**Assigned task**
Without including any pictures, write out the data below exactly.

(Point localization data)

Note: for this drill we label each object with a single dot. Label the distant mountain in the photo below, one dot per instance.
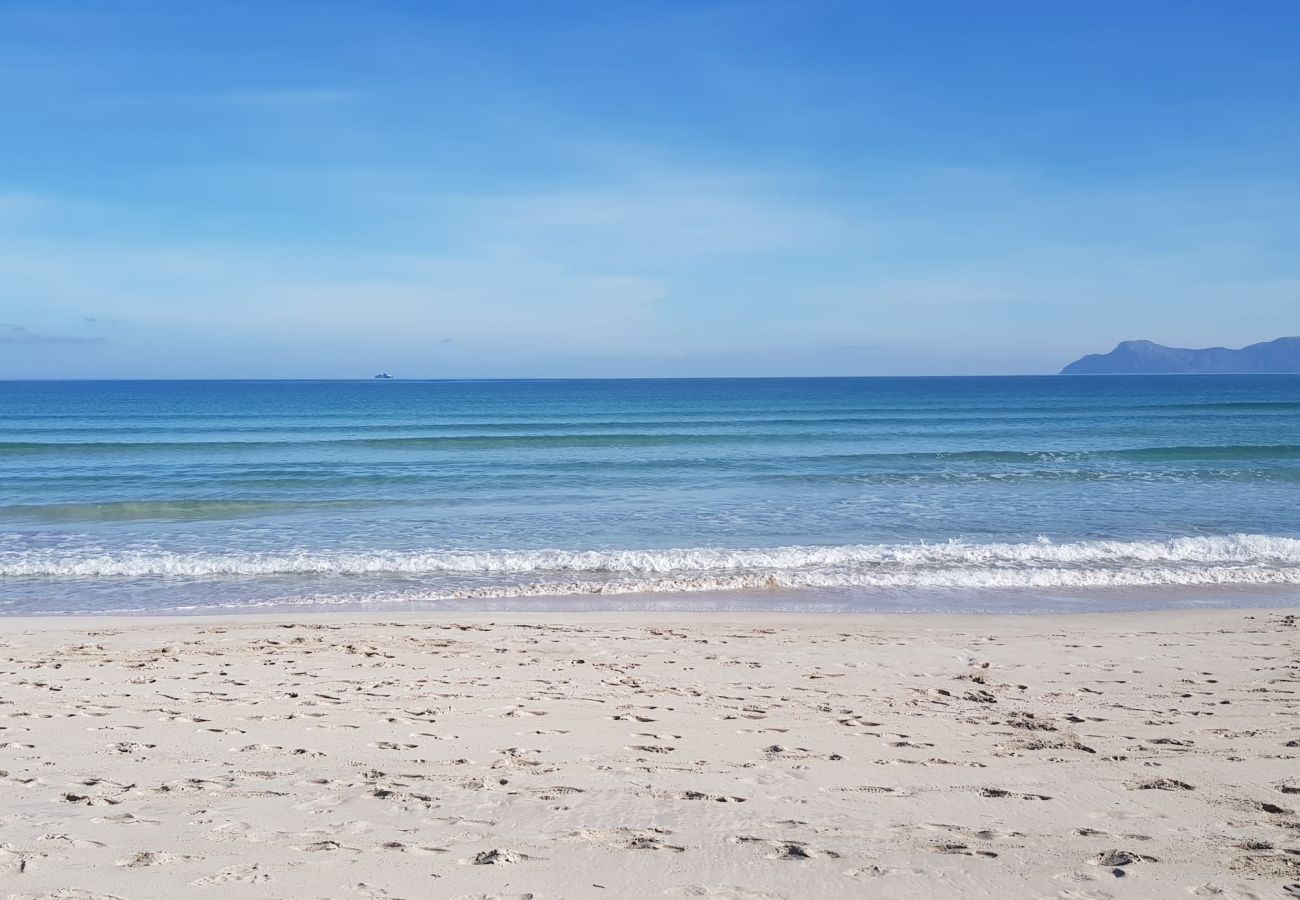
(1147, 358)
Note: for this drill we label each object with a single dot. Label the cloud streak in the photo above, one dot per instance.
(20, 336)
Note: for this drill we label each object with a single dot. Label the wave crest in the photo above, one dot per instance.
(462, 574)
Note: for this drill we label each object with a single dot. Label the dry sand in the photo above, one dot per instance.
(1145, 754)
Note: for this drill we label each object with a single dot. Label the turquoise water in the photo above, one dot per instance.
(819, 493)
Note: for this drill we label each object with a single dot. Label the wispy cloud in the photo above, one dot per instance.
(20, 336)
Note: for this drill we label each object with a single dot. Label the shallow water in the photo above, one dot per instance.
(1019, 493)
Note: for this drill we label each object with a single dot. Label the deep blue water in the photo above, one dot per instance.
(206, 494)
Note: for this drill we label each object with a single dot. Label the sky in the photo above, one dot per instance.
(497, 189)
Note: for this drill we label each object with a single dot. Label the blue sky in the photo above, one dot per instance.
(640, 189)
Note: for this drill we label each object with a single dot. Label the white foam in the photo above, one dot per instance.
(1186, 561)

**Answer to the exercise**
Note: for this drill we label each object with a single dot. Label the distant mountain in the photo below, one dot per instance.
(1147, 358)
Note: for this drill we label each object with a single dot. Label the cloud streak in the photo above, one dot per instance.
(20, 336)
Note: for this drill we label each object with a single dot. Label the wave crest in the photo above, one dot per instance.
(462, 574)
Note: for this drill we label each object with a single dot. Label the dry sand in the photo above, one dot per instance.
(1145, 754)
Note: for this drill we label each object with a single dot. Label the turquoise water in the photo above, one dot per instance.
(819, 493)
Note: for this drill we label each object with a single dot. Label the wispy cloud in the photo above, one dot per instance.
(20, 336)
Note: for this drill we label each object with a single dot. Label the shallow water in the photo above, one dot per instance.
(1019, 493)
Note: for this drill we label each object with a single dot. Label the deep blue water in the photo above, one dot per instance.
(206, 494)
Note: for this drill we label each object with a single dot. Label the sky in the photo above, one dot per instance.
(497, 189)
Note: for this drill we label each object with a single dot. Label the blue sky in the photo above, one dot per instance.
(640, 189)
Note: for this drill we label each object with a single dot. Label the white foam in the photo above, one dot per instance.
(1186, 561)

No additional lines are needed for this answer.